**Short problem**
Could you carry on the biography of geologist Benjamin Neeve Peach below, starting right after its final sentence?

**Source text**
Benjamin Neeve Peach, FRS (6 September 1842 – 29 January 1926) was a British geologist.

Life

He was born at Gorran Haven in Cornwall to Charles William Peach, an amateur British naturalist and geologist, and his wife Jemima Mabson.[1] Ben was educated at the Royal School of Mines in London and then joined the Geological Survey in 1862 as a geologist, moving to the Scottish branch in 1867. He is best remembered for his work on the Northwest Highlands and Southern Uplands with his friend and colleague John Horne, where they resolved the long-running debate on the geological formation of the Highlands.[2]

He was elected a Fellow of the Royal Society in 1892. [3] The citation on his candidacy form read: "District Surveyor of the Geological Survey of Scotland. Past President of the Physical Society of Edinburgh. Recipient of the Wollaston Donation Fund of the Geological Society in 1887. For thirty years actively engaged on the Geological survey, during which time he has mapped many of the most complicated districts of Scotland. Has charge of the surveying of the NW Highlands, and has taken the leading part in unravelling the remarkable structural complications of that region. Author of various papers on palaeontological subjects: - 'On some New Crustaceans from the Lower Carboniferous Rocks of Eskale and Liddesdale' (Trans Roy Soc Edin, vol xxx, p. 73); 'On some new species of Fossil Scorpions from the Carboniferous Rocks of Scotland' (ibid, p 399); 'Further Researches among the Crustacea and Arachnida of the Carboniferous Rocks of the Scottish Border' (ibid, p 511); 'On some Fossil Myriapods from the Lower Old Red Sandstone of Forfarshire (Proc Roy Phys Soc Edin, vol vii, p 179). Joint author with Mr J Horne of many papers on stratigraphical and physical geology, including : - 'The Glaciation of the Shetland Isles' (Quart Journ Geol Soc, vol xxxv, p 778); 'The Glaciation of the Orkney Islands' (ibid, vol xxxvi, p 648); 'The Old Red Sandstone of Shetland' (Proc Roy Phys Soc Edin, vol v, p 30); 'The Glaciation of Caithness (ibid, vol vi, p 316); 'Report on the Geology of the North-West of Sutherland' (Nature, vol xxxi, p 31); 'The Old Red Sandstone Volcanic Rocks of Shetland' (Trans Roy Soc Edin, vol xxxii, p 539); 'Report on the Recent Work of the Geological Survey in the North-West Highlands of Scotland, based on the Field Maps of B N Peach, J Horne, W Gunn, C T Clough, L Hinxman, and H M Cadell' (Quart Journ Geol Soc, vol xliv, p. 378). "

**Collected data**

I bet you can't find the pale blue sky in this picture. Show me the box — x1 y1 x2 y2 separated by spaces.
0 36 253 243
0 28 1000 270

**Result for this exercise**
He was awarded the Wollaston Medal of the Geological Society in 1921. A monument to the work of Peach and Horne was erected at Inchnadamph, close to the Moine Thrust where they did some of their best-known work. The inscription reads: "To Ben N Peach and John Horne who played the foremost part in unravelling the geological structure of the North West Highlands 1883-1897. An international tribute. Erected 1980."

Peach was twice married. His first wife was Jeanie Bannatyne (1846-1884) by whom he had two sons and four daughters. He then married Margaret Anne MacEwen (1868-1921), by whom he had two sons. Two of his sons and two of his daughters survived him. He died at his home, 72 Grange Loan[4] in Edinburgh, on 29 January 1926.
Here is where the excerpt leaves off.